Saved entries
○ ○ ○
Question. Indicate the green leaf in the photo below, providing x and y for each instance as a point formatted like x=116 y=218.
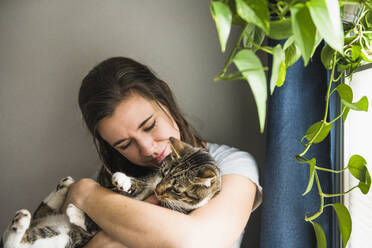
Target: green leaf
x=357 y=167
x=312 y=164
x=304 y=30
x=320 y=236
x=281 y=29
x=324 y=128
x=292 y=52
x=326 y=57
x=345 y=92
x=278 y=68
x=344 y=221
x=326 y=17
x=355 y=52
x=364 y=55
x=254 y=11
x=222 y=16
x=361 y=105
x=247 y=60
x=368 y=18
x=345 y=114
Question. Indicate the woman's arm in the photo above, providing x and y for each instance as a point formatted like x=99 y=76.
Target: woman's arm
x=140 y=224
x=101 y=239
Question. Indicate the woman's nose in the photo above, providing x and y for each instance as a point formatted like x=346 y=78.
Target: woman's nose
x=146 y=146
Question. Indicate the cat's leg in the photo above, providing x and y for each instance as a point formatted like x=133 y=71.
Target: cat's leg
x=16 y=229
x=76 y=216
x=138 y=188
x=54 y=201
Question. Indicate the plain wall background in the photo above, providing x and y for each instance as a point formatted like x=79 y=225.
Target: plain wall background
x=47 y=47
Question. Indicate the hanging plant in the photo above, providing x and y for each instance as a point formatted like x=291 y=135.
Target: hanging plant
x=301 y=25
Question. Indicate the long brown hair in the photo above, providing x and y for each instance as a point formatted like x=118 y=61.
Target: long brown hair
x=104 y=87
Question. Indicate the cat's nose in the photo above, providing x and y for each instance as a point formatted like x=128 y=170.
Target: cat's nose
x=160 y=189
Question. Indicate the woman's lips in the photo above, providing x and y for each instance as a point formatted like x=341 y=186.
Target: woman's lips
x=161 y=157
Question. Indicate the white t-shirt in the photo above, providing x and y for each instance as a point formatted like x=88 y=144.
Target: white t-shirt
x=233 y=161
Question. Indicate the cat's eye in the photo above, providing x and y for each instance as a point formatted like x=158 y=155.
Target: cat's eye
x=176 y=191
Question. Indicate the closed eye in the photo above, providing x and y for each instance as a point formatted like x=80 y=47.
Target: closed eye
x=125 y=146
x=150 y=127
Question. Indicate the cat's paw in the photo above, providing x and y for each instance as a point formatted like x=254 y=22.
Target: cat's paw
x=21 y=221
x=121 y=181
x=65 y=183
x=76 y=216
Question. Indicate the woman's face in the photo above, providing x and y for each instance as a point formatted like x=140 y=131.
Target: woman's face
x=139 y=130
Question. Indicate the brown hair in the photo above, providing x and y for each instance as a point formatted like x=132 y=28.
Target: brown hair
x=104 y=87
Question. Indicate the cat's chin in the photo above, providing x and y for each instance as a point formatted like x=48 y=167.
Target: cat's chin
x=183 y=206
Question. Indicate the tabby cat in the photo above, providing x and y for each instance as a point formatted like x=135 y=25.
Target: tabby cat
x=187 y=179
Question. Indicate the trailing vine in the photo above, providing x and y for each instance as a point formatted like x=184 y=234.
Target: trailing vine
x=301 y=25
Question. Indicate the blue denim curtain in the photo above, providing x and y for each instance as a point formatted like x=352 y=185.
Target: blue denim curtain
x=292 y=109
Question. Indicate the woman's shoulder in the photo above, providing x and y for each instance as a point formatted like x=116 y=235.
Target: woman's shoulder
x=224 y=153
x=233 y=161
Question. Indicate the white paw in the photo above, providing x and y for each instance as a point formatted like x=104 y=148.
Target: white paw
x=121 y=181
x=65 y=182
x=21 y=221
x=76 y=216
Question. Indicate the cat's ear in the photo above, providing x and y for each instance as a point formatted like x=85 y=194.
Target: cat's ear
x=206 y=176
x=179 y=148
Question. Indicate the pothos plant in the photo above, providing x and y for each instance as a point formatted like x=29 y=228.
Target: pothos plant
x=301 y=25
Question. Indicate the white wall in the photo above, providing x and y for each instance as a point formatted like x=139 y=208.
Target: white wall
x=48 y=46
x=358 y=138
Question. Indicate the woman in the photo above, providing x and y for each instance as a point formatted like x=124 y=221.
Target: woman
x=131 y=114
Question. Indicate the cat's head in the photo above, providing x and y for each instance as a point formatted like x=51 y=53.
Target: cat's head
x=190 y=177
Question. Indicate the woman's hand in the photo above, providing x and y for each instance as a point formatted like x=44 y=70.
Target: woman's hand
x=79 y=192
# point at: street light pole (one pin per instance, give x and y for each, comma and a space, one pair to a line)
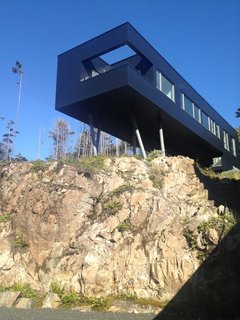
18, 70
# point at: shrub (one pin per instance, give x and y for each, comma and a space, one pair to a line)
190, 238
124, 226
111, 207
155, 177
38, 165
69, 298
55, 287
91, 164
123, 188
5, 218
25, 289
3, 287
19, 241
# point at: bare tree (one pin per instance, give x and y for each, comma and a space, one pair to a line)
60, 135
7, 144
238, 113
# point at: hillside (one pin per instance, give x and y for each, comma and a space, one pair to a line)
101, 227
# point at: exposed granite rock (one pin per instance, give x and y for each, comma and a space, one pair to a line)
51, 301
119, 230
8, 298
24, 303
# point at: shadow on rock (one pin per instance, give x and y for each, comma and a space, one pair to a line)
213, 292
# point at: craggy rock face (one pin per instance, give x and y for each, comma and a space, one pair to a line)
122, 229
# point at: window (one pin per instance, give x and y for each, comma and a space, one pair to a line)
197, 113
233, 146
165, 86
226, 140
212, 126
187, 105
205, 120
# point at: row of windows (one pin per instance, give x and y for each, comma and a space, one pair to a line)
229, 143
191, 108
167, 88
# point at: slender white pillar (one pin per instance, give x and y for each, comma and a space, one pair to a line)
162, 139
90, 118
138, 135
98, 139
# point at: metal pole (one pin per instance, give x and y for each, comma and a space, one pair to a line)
39, 143
98, 139
90, 118
138, 135
162, 139
18, 69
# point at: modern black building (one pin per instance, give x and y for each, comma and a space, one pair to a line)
143, 97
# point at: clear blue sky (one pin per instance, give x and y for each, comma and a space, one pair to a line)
200, 39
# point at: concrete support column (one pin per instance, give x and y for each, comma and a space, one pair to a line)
138, 135
162, 139
98, 139
90, 119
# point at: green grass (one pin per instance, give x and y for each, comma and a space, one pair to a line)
69, 299
25, 289
123, 188
91, 164
190, 238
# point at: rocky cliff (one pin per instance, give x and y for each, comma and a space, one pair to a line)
124, 226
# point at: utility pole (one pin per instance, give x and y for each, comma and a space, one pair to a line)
40, 142
19, 71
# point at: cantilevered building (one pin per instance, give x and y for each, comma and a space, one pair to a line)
143, 97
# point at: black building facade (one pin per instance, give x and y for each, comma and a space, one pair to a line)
141, 99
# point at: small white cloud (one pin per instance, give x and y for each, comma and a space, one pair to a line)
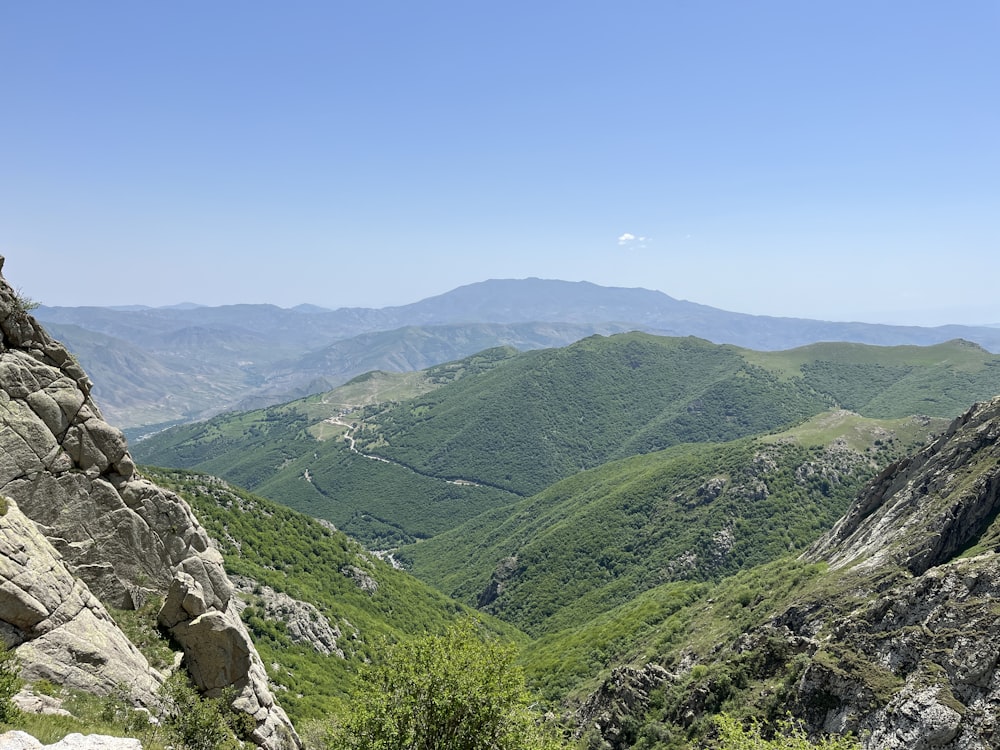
630, 240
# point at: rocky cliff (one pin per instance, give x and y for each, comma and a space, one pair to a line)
887, 628
85, 533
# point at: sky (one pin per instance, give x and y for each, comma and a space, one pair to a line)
832, 159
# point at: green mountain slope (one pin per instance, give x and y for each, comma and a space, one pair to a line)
○ ○ ○
— WHAT YOU ARE ASKED TO DO —
Retype all of the entries exactly as written, leaving out any images.

— RESPONSE —
Question. Indicate the green leaf in the photo below, providing x and y for each instance as a point formatted like x=116 y=218.
Target: green leaf
x=357 y=167
x=312 y=164
x=304 y=30
x=320 y=236
x=281 y=29
x=324 y=128
x=292 y=52
x=326 y=57
x=345 y=92
x=278 y=68
x=344 y=221
x=326 y=17
x=355 y=52
x=364 y=55
x=254 y=11
x=222 y=16
x=361 y=105
x=247 y=60
x=368 y=18
x=345 y=114
Question. Indicate the woman's arm in the photo above, providing x and y for each instance as a point formatted like x=99 y=76.
Target: woman's arm
x=140 y=224
x=101 y=239
Question. Indicate the woman's nose in the photo above, providing x and y for each instance as a point formatted like x=346 y=78.
Target: woman's nose
x=146 y=146
Question. Indicate the cat's leg in the photo above, providing x and y for each instance as a point formatted like x=133 y=71.
Target: cat's leg
x=16 y=229
x=76 y=216
x=138 y=188
x=54 y=201
Question. Indicate the plain wall background in the photo above, providing x and y for each instance as a point formatted like x=79 y=225.
Target: plain wall background
x=47 y=47
Question. Indicate the hanging plant in the photo above, providing x and y for each instance as a point formatted like x=291 y=135.
Target: hanging plant
x=301 y=25
Question. Indicate the long brown hair in the photo above, providing x and y for each instance as a point formatted like x=118 y=61.
Target: long brown hair
x=104 y=87
Question. Indicate the cat's nose in the photo above, providing x and y for each instance as a point formatted like x=128 y=170.
Target: cat's nose
x=160 y=189
Question. Indicate the woman's lips in the photo above, providing x and y for each instance as a point formatted like x=341 y=186.
Target: woman's lips
x=161 y=157
Question. Indicate the white t-shirt in the photo above, providing x and y for each instance as a point formatted like x=88 y=144.
Target: white t-shirt
x=233 y=161
Question. Indicate the cat's eye in the photo above, providing x and y for each instance as a point formatted like x=158 y=155.
Target: cat's eye
x=176 y=191
Question. Indicate the closed eye in the photo above, providing x and y for each instance as a point formatted like x=80 y=47.
Target: closed eye
x=125 y=146
x=150 y=127
Question. Indicate the cat's paw in the photo above, providing x and y for each instance as a point formatted like x=254 y=22.
Target: cat's paw
x=21 y=221
x=121 y=181
x=65 y=183
x=76 y=216
Question. Indicate the woman's face in the photo above, providing x and y for each instance as a point formatted like x=140 y=131.
Target: woman's face
x=139 y=130
Question. Indicate the brown hair in the photo above, providing x and y for each instance as a point formatted like x=132 y=28.
Target: brown hair
x=104 y=87
Question. Indicate the cat's chin in the photo above, providing x and y for each instance as a point formatted like x=48 y=167.
Target: cat's chin
x=183 y=206
Question. Indicate the tabby cat in the photo above, providing x and y for each instance as a point formatted like x=135 y=25.
Target: tabby cat
x=187 y=179
Question. Indicate the trailing vine in the photo above, providing x and y for each instance as a point formatted like x=184 y=234.
Target: trailing vine
x=301 y=25
Question. Indicate the blue denim curtain in the photo above, providing x and y for each instance as a point formatted like x=352 y=185.
Target: blue denim curtain
x=292 y=109
Question. Indicate the woman's shoulder in the photo above, providing x and y for each instance as a point formatted like x=116 y=235.
Target: woman's shoulder
x=224 y=153
x=233 y=161
Question. Indicate the white paw in the photo above, providing x and y for each instance as a point formatted like x=104 y=148.
Target: white paw
x=121 y=181
x=65 y=182
x=21 y=221
x=76 y=216
Question. Indicate the cat's ear in the photo above, providing x and y for each instance as a point formatted like x=85 y=194.
Target: cat's ear
x=206 y=176
x=179 y=148
Question. Indicate the pothos plant in the photo above, providing x and y for each instance as a point formatted like x=29 y=228.
Target: pothos plant
x=301 y=25
Question. Indicate the white wall in the photo above, providing x and y for each instance as a point formatted like x=139 y=208.
Target: white wall
x=48 y=46
x=358 y=138
Question. Indicate the woman in the photo above, providing x and y for each instance as a point formatted like x=124 y=221.
Target: woman
x=131 y=114
Question. Indicate the cat's head in the photo above, providing x and y for each instance as a point formatted like x=51 y=53.
Target: cat's head
x=190 y=177
Question. Indicate the woman's hand in the photo above, providing x and y for each instance as a point formatted like x=44 y=70.
Target: woman's hand
x=79 y=192
# point at: street light pole (one pin per instance, give x and y for each, comma and a space, one pair to a line)
18, 70
# point at: shrub (one pin per instance, give x and y for each, comma and a space, one pair to a line)
190, 238
124, 226
111, 207
155, 177
38, 165
69, 298
55, 287
91, 164
123, 188
5, 218
25, 289
3, 287
19, 241
# point at: bare tree (one pin per instance, give x and y for each, comma and a space, one pair to a line)
60, 135
7, 144
238, 113
# point at: hillside (one pin per instance, give x and y for each, comma and a space, one pair to a line)
101, 227
# point at: exposed granite rock (one pin per instance, give x and y for each, comma and a space, one pair to a line)
51, 301
119, 230
8, 298
24, 303
# point at: shadow on rock (one pin per instance, give x and y for each, comma and a space, one pair to a line)
213, 292
# point at: craggy rock face (one pin per instance, give x and y for each, comma and a space, one pair to a line)
122, 229
# point at: window (one pin per instance, give x and y for each, comma and a space, one pair to a line)
197, 113
233, 146
165, 86
226, 140
212, 126
187, 105
205, 120
# point at: row of windows (one pin per instance, give x and y for each, comma and a space, one pair to a line)
229, 143
191, 108
167, 88
# point at: slender white pillar (one pin per instance, give x and y for each, comma and a space, one pair to a line)
162, 139
90, 118
138, 135
98, 139
# point at: metal pole (one pin per instance, give x and y for each, comma and a space, one pair to a line)
39, 143
98, 139
90, 118
138, 135
162, 139
18, 69
# point at: modern black building (one pin per instance, give x and y for each, comma and a space, one pair to a line)
143, 97
# point at: clear blue sky (one pin per instance, give x and y for each, comma and a space, one pair to a line)
200, 39
# point at: concrete support column (one pin per instance, give x and y for each, comma and a space, one pair to a line)
138, 135
162, 139
98, 139
90, 119
# point at: green grass (one pin per instance, give x and y for each, comma and a space, one pair to a line)
69, 299
25, 289
123, 188
91, 164
190, 238
# point at: rocky cliff (one pin per instance, give x and y for each, comma and a space, one pair to a line)
124, 226
# point at: utility pole (one pin per instance, give x and y for each, comma and a space, one pair to a line)
40, 142
19, 71
# point at: cantilevered building (one pin per instance, give x and y for each, comma and a space, one pair to a line)
143, 97
# point at: black building facade (one pin per instance, give x and y for each, comma and a space, one pair to a line)
141, 99
# point at: small white cloud (one pin per instance, give x and y for each, comma and a space, one pair to a line)
630, 240
# point at: rocky cliff (one pin per instance, give x and y for each, comma and a space, one pair to a line)
887, 628
85, 533
# point at: sky (one pin per instance, give x and y for each, comma and a space, one pair to a line)
832, 159
# point at: green mountain slope (one pin per instance, give x and y for each, comma and a space, one pair to a line)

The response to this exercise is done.